What is being asked: Print, please, the line that contains "Note to the class: indicate the speckled" and each line after it to the end of the entries, unchanged and with nothing else.

Dataset excerpt:
--------
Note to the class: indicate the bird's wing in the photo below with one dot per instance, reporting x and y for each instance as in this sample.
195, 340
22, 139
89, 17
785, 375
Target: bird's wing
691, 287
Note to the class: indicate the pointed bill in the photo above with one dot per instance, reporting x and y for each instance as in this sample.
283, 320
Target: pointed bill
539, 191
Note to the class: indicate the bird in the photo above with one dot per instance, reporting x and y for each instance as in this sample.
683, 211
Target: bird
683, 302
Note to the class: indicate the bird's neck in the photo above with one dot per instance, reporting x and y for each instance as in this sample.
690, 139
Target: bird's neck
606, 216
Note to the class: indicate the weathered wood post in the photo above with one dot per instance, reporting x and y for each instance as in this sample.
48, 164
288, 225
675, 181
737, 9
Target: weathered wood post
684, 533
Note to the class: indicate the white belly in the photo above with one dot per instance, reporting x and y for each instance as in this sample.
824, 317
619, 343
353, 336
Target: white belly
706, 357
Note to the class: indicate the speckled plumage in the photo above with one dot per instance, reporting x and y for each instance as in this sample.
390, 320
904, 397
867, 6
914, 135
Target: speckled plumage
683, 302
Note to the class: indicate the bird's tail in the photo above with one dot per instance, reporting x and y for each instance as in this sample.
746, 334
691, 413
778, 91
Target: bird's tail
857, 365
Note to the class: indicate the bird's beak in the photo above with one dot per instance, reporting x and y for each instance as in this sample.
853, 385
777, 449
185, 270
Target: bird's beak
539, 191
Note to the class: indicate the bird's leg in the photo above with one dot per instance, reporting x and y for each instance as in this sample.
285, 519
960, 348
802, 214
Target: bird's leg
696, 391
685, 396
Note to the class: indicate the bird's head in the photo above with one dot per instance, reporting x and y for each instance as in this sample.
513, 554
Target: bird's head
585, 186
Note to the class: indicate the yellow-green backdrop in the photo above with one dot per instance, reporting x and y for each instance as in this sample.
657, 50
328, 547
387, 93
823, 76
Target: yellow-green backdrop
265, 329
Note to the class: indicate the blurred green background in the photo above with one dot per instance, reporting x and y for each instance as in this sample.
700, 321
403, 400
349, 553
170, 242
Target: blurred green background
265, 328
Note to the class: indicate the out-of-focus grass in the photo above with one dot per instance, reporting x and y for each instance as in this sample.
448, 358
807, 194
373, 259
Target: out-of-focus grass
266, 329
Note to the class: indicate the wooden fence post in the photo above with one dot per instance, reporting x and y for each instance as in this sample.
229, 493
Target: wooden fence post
--------
Finished task:
Note to the class: indicate the speckled plumage in the photo above with one dot per instance, reporting x and y for each instance as in this sample.
390, 320
904, 397
867, 6
914, 135
Target: speckled plumage
683, 302
Note to the class: indicate the bird's tail in the photo above with one dot per instance, reporting x and y for each instance as in this sample.
746, 334
691, 413
778, 91
Target: bird's tail
857, 365
Note to the class: indicate the bird's beak in the photo above with one dot per instance, reporting x and y for each instance as in this sample.
853, 385
777, 449
185, 270
Target: bird's beak
539, 191
Note to the class: indicate the bird's leg in the photo above with one dot per instance, reporting x and y for each instance as in this sample.
285, 519
960, 348
802, 214
Target: bird's leg
696, 391
685, 396
Note to the class: indicate the bird's head in the photo above with one dot per instance, reporting x and y for each instance as in this sample.
513, 554
Target: bird's head
585, 186
Note to the class: indicate the yellow-green backdrop in the photo above with one dot per instance, reporting x and y for each instance as in this sample.
657, 50
328, 547
387, 93
823, 76
Target: yellow-green backdrop
265, 329
Note to the class: indicate the blurred green background in the photo above with one dot per instance, reporting x and y for each instance as in this sample.
700, 321
403, 400
349, 553
170, 242
Target: blurred green background
265, 328
Note to the class: indicate the out-of-focus grass in the photo above with one dot per instance, reporting x and y for each instance as in this sample.
448, 358
807, 194
373, 259
Target: out-of-focus grass
266, 329
Note to the class: indicate the wooden fence post in the photo above with one dot per instance, reporting x and y for each instance as in this sample.
229, 493
Target: wooden fence post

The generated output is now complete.